◆ **Task details**
May I have the line containing "Can you find the postcard?" and every line after it through the end of the data, repeated exactly and with no other lines?

======== Data for this exercise ========

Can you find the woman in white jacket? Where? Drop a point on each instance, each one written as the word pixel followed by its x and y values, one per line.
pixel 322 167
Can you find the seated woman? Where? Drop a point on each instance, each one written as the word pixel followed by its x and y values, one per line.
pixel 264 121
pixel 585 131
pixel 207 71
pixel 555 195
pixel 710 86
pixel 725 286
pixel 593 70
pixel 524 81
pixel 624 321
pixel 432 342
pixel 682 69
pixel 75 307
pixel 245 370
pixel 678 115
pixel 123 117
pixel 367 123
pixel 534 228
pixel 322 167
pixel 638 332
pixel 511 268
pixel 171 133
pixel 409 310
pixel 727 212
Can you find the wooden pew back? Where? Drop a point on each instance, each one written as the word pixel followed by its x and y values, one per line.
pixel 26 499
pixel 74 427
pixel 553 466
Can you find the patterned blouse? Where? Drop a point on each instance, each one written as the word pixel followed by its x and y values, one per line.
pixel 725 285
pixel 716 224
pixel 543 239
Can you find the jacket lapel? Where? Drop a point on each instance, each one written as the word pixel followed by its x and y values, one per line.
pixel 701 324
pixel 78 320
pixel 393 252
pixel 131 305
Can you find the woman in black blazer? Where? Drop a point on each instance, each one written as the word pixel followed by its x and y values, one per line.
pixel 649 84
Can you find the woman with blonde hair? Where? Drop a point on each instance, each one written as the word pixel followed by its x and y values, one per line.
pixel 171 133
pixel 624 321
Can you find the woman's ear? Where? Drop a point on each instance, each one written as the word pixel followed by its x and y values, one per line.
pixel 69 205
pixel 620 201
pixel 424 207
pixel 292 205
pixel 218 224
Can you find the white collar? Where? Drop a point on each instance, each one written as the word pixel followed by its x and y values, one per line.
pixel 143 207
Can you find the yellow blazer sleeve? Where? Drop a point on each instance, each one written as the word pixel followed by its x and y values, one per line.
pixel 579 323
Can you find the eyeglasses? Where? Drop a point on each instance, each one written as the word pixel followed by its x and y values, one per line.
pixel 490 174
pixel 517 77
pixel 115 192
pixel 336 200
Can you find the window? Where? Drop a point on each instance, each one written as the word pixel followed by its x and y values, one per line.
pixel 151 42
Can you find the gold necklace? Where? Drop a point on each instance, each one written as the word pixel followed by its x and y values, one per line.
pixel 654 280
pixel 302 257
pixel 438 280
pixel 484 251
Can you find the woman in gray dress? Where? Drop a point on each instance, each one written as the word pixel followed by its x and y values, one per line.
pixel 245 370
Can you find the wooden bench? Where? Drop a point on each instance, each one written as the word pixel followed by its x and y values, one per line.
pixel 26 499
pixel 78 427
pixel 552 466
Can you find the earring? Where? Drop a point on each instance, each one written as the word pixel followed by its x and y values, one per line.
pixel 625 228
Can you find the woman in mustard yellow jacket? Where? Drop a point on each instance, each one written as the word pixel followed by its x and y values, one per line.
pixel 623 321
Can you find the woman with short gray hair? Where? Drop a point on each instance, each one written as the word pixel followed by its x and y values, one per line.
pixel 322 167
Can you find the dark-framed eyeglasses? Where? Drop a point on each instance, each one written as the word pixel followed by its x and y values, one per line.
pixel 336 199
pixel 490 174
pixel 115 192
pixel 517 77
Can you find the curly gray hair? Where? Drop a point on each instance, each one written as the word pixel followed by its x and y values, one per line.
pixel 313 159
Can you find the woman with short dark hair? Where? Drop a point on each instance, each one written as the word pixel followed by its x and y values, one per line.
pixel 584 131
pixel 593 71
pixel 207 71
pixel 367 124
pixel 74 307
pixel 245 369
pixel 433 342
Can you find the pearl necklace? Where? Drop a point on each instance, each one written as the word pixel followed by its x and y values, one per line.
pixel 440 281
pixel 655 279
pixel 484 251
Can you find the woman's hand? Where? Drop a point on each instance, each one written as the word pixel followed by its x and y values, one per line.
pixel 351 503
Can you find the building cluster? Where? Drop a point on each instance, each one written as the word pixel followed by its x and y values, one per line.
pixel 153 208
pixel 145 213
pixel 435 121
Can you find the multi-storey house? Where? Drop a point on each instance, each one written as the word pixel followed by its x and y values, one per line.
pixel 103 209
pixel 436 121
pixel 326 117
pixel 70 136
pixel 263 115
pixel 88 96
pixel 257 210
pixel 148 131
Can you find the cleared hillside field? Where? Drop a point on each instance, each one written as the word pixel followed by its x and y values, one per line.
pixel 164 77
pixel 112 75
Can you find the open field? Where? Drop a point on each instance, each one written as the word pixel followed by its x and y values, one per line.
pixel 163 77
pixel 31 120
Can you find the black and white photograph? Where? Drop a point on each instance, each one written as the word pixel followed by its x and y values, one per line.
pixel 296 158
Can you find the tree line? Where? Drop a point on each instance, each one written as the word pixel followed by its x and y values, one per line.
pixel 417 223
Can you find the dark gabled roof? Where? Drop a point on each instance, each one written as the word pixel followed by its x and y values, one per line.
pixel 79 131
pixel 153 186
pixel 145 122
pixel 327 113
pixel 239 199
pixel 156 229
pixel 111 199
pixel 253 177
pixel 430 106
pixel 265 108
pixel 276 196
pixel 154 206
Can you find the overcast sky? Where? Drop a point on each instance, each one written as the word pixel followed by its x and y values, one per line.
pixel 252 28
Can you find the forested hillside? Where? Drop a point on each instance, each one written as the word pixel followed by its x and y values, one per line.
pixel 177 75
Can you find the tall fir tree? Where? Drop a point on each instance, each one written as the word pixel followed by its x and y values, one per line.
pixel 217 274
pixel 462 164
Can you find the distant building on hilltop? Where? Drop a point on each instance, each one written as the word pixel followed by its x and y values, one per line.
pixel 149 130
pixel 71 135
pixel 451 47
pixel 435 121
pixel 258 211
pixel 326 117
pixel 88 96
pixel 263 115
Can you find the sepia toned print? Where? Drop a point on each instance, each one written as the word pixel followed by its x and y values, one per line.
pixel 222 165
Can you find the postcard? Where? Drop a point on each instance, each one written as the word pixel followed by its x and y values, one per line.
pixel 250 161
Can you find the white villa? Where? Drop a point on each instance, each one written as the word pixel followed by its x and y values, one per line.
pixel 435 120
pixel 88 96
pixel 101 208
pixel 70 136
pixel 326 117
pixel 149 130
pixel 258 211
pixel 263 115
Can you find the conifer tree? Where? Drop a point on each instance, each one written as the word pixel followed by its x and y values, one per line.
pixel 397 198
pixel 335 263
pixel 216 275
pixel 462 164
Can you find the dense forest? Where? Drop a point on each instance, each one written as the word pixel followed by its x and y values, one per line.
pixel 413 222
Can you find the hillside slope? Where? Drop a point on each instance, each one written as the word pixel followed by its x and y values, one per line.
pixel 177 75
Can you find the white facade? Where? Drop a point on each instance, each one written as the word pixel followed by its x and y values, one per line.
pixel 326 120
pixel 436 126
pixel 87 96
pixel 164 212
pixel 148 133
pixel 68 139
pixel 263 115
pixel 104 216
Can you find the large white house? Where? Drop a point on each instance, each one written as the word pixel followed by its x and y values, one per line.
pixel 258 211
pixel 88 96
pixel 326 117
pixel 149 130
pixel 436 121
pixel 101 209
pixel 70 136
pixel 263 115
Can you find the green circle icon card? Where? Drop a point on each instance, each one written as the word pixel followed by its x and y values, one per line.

========

◆ **Solution to this task**
Can you find the postcard? Where? Drop a point on each instance, each one written as the word pixel followed by its x and y values, one per line.
pixel 250 161
Can you find the white villa? Where? Drop a point on each instance, each one written as the word pixel followed by its x and y values, one per line.
pixel 435 120
pixel 88 96
pixel 101 208
pixel 70 136
pixel 326 117
pixel 149 130
pixel 258 211
pixel 263 115
Can you find the conifer tree? Where? Drop a point on each instance, each one written as the word pixel followed by its x and y values, one per line.
pixel 397 198
pixel 335 263
pixel 216 275
pixel 462 164
Can you find the dense forest? Where? Drop a point on each instance, each one written as the word pixel followed by its x and y values, one per line.
pixel 413 222
Can you find the hillside slope? Where? Drop a point on each instance, each one written as the word pixel followed by its x and y values, one per line.
pixel 177 75
Can you find the white facade? Where? Drop a point on each instance, each one written as the word pixel followed by its x and y values, one per line.
pixel 326 120
pixel 436 126
pixel 87 96
pixel 164 212
pixel 148 133
pixel 68 139
pixel 263 115
pixel 104 216
Can you find the large white house? Where? Drop a point on each instance, each one written as the word pixel followed by its x and y values, one per line.
pixel 258 211
pixel 88 96
pixel 326 117
pixel 149 130
pixel 436 121
pixel 101 209
pixel 70 136
pixel 263 115
Can you find the green circle icon card? Where? Drop a point on each instance, each one written as the word pixel followed by its x and y values, one per line.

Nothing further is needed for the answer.